Named object pointing entries:
- - - -
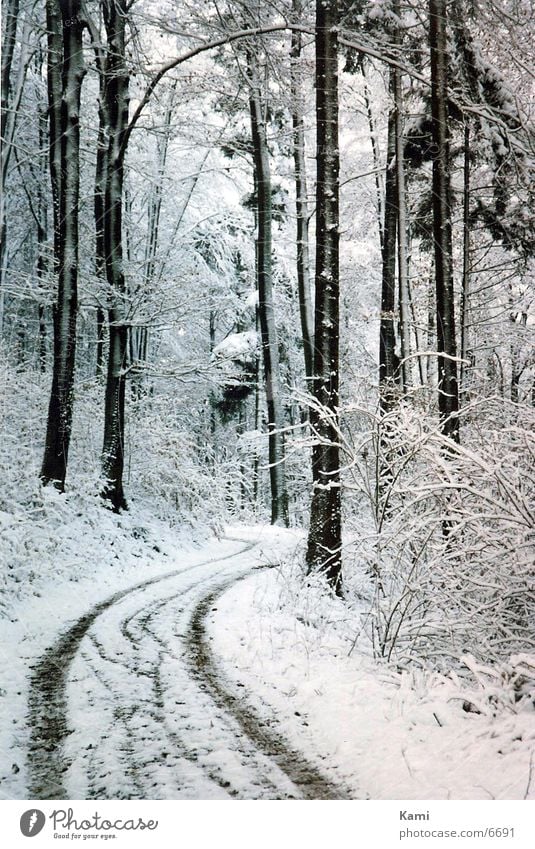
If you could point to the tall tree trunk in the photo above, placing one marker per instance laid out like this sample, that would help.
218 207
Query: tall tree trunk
448 387
375 152
65 74
324 551
387 334
116 106
403 269
465 292
9 39
98 209
268 331
303 265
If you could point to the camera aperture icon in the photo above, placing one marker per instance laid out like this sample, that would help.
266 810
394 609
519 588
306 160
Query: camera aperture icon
32 822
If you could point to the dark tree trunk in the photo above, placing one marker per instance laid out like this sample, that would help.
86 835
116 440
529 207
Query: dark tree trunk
448 387
116 85
98 209
65 74
268 331
301 201
387 333
324 552
9 39
465 293
376 157
403 270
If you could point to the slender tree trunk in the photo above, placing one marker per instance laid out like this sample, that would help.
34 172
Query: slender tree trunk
268 332
9 39
403 270
301 201
465 293
98 209
448 387
116 105
65 74
324 552
387 334
379 189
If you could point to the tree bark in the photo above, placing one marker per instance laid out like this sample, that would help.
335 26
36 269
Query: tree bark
268 331
403 270
65 74
387 333
324 551
116 100
465 292
301 201
448 387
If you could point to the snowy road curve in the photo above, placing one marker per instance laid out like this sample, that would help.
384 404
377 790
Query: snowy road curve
129 702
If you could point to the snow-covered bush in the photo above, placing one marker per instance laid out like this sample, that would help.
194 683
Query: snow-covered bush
450 551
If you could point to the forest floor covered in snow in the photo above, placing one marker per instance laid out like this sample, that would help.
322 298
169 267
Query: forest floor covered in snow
295 661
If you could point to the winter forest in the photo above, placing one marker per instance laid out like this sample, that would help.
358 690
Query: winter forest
268 373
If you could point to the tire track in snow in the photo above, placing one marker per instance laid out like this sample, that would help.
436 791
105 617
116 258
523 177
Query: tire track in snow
254 758
47 703
309 780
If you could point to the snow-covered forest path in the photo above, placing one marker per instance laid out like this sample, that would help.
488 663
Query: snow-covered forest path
- - - -
Directive: Could you update everything from the line containing "If you could point to the snow-covered forest" down to the end of the listing, replacing "snow-covered forest path" with "snow-covered trail" and keeping all else unchanged?

Final result:
If you could point to the snow-covered trail in the photo above, placing one marker per instance laid out like this sample, that would help.
488 663
Query: snow-covered trail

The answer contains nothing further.